* Provided records *
■ ■ ■ ■ ■ ■ ■
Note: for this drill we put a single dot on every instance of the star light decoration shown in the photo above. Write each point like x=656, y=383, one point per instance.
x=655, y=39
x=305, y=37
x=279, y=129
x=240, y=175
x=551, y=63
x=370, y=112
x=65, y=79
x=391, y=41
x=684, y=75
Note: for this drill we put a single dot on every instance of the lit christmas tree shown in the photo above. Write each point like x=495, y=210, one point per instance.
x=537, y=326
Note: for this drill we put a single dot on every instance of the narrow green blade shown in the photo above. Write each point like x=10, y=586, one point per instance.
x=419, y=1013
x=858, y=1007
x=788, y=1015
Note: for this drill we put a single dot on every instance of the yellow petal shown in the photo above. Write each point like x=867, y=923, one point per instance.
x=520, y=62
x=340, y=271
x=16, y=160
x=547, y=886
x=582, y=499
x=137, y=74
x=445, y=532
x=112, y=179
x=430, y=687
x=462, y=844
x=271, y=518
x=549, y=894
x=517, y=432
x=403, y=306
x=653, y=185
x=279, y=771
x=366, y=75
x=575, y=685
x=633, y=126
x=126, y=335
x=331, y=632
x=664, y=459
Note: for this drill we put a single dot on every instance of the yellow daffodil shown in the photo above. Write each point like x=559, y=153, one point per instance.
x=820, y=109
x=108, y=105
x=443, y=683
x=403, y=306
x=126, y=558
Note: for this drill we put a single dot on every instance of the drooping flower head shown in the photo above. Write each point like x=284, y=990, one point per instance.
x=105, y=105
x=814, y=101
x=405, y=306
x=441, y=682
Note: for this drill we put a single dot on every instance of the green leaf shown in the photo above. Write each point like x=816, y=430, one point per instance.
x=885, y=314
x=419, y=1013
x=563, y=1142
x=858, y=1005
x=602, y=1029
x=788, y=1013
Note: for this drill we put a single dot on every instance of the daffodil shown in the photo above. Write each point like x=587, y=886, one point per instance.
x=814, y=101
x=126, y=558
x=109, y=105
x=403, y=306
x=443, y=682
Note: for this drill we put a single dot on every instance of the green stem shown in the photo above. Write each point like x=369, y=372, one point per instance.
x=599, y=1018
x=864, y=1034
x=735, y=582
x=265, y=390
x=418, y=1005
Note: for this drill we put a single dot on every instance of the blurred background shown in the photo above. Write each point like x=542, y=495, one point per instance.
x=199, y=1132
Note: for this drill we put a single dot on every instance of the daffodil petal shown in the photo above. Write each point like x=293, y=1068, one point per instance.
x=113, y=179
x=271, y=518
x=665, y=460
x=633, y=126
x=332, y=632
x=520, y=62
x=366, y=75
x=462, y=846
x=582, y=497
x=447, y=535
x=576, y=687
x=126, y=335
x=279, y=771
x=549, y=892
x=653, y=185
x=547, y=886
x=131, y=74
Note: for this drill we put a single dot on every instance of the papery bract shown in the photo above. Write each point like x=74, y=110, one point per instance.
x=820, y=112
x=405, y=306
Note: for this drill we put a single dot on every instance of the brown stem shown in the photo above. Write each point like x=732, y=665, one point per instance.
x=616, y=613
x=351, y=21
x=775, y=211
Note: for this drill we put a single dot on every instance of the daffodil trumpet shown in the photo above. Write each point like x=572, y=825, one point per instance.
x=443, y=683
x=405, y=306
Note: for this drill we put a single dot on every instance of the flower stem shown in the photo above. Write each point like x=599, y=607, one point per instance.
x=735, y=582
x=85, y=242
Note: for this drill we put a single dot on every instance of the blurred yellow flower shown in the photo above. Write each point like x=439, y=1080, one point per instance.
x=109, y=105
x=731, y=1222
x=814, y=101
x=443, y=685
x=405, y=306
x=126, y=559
■ ■ ■ ■ ■ ■ ■
* Task requirements *
Please set out every line of the records above as a Markdown table with two columns, Number for the row number and Entry for the line, leaving out blank lines.

* Result *
| Number | Entry |
|---|---|
| 1 | Note: for this drill we put a single dot on every instance of the star light decoration shown in the photo above. Write each point like x=656, y=383, one point per instance. |
| 2 | x=655, y=39 |
| 3 | x=305, y=37 |
| 4 | x=279, y=129 |
| 5 | x=240, y=175 |
| 6 | x=551, y=63 |
| 7 | x=370, y=112 |
| 8 | x=65, y=79 |
| 9 | x=391, y=41 |
| 10 | x=684, y=75 |
| 11 | Note: for this drill we put a single dot on every instance of the lit christmas tree shown in the photo above. Write each point like x=495, y=210, one point per instance. |
| 12 | x=537, y=326 |
| 13 | Note: for this drill we put a single dot on every instance of the narrow green blade shown in the photo above. Write each point like x=10, y=586, one point per instance. |
| 14 | x=419, y=1013 |
| 15 | x=858, y=1007 |
| 16 | x=788, y=1015 |
| 17 | Note: for this drill we put a single dot on every instance of the yellow petal shown in the photo above. Write each point like x=867, y=923, one point per instance. |
| 18 | x=520, y=62 |
| 19 | x=340, y=271 |
| 20 | x=16, y=160 |
| 21 | x=547, y=886 |
| 22 | x=582, y=499 |
| 23 | x=137, y=74 |
| 24 | x=445, y=532 |
| 25 | x=112, y=179 |
| 26 | x=430, y=687 |
| 27 | x=462, y=844 |
| 28 | x=271, y=518 |
| 29 | x=549, y=894 |
| 30 | x=517, y=432 |
| 31 | x=403, y=306 |
| 32 | x=653, y=185 |
| 33 | x=279, y=771 |
| 34 | x=366, y=75 |
| 35 | x=575, y=685 |
| 36 | x=633, y=126 |
| 37 | x=126, y=335 |
| 38 | x=331, y=632 |
| 39 | x=664, y=459 |
| 40 | Note: for this drill we put a single dot on every instance of the yellow daffodil shown in the photo above. Write each point like x=559, y=153, one point per instance. |
| 41 | x=820, y=109 |
| 42 | x=108, y=105 |
| 43 | x=443, y=683 |
| 44 | x=403, y=306 |
| 45 | x=126, y=558 |
| 46 | Note: for this drill we put a single dot on every instance of the drooping flower head shown in the photo above. Write each point like x=284, y=990, one point per instance. |
| 47 | x=105, y=105 |
| 48 | x=814, y=101 |
| 49 | x=405, y=306 |
| 50 | x=441, y=682 |
| 51 | Note: for this drill we put a single dot on every instance of the green leaf shown in the photo above. Write each point like x=816, y=430, one point per instance. |
| 52 | x=885, y=314 |
| 53 | x=419, y=1013 |
| 54 | x=563, y=1142 |
| 55 | x=858, y=1005 |
| 56 | x=602, y=1029 |
| 57 | x=788, y=1013 |
| 58 | Note: for this drill we put a single dot on every instance of the daffodil shown in the photo above. Write each point like x=587, y=886, one point per instance. |
| 59 | x=814, y=101 |
| 60 | x=126, y=558 |
| 61 | x=109, y=105 |
| 62 | x=403, y=306 |
| 63 | x=443, y=682 |
| 64 | Note: for this drill we put a single dot on every instance of the green stem shown in the photo above. Write each point like x=369, y=372, one point per instance. |
| 65 | x=599, y=1018 |
| 66 | x=864, y=1034 |
| 67 | x=735, y=582 |
| 68 | x=265, y=390 |
| 69 | x=418, y=1005 |
| 70 | Note: for this drill we put a single dot on every instance of the blurred background shown in the photo above. Write each point like x=542, y=495, one point per instance. |
| 71 | x=199, y=1132 |
| 72 | Note: for this drill we put a single dot on every instance of the daffodil petal shown in the photo above. Write each point like x=293, y=1068, one point per instance. |
| 73 | x=113, y=179 |
| 74 | x=271, y=518 |
| 75 | x=665, y=460 |
| 76 | x=633, y=126 |
| 77 | x=332, y=632 |
| 78 | x=520, y=62 |
| 79 | x=366, y=75 |
| 80 | x=462, y=846 |
| 81 | x=582, y=497 |
| 82 | x=447, y=535 |
| 83 | x=576, y=687 |
| 84 | x=126, y=335 |
| 85 | x=279, y=771 |
| 86 | x=549, y=892 |
| 87 | x=653, y=185 |
| 88 | x=547, y=886 |
| 89 | x=131, y=74 |
| 90 | Note: for this drill we put a single dot on every instance of the papery bract shown in the photo above. Write each point like x=74, y=110, one point per instance. |
| 91 | x=820, y=112 |
| 92 | x=405, y=306 |
| 93 | Note: for this drill we put a single dot on every instance of the brown stem shown in the photo above. Write each point like x=732, y=665, one point per instance. |
| 94 | x=616, y=613 |
| 95 | x=351, y=21 |
| 96 | x=775, y=211 |
| 97 | Note: for this drill we put a single dot on every instance of the daffodil trumpet shown in the photo above. Write each point like x=572, y=825, one point per instance. |
| 98 | x=443, y=683 |
| 99 | x=405, y=306 |
| 100 | Note: for this drill we put a single dot on every instance of the flower stem shown in the photo above. Write each point like x=599, y=607, one point per instance. |
| 101 | x=735, y=582 |
| 102 | x=85, y=242 |
| 103 | Note: for this drill we put a single dot on every instance of the blurred yellow flower shown in the photo above. Write each point like x=439, y=1080, one point per instance. |
| 104 | x=109, y=105 |
| 105 | x=731, y=1222 |
| 106 | x=814, y=101 |
| 107 | x=443, y=685 |
| 108 | x=405, y=306 |
| 109 | x=126, y=559 |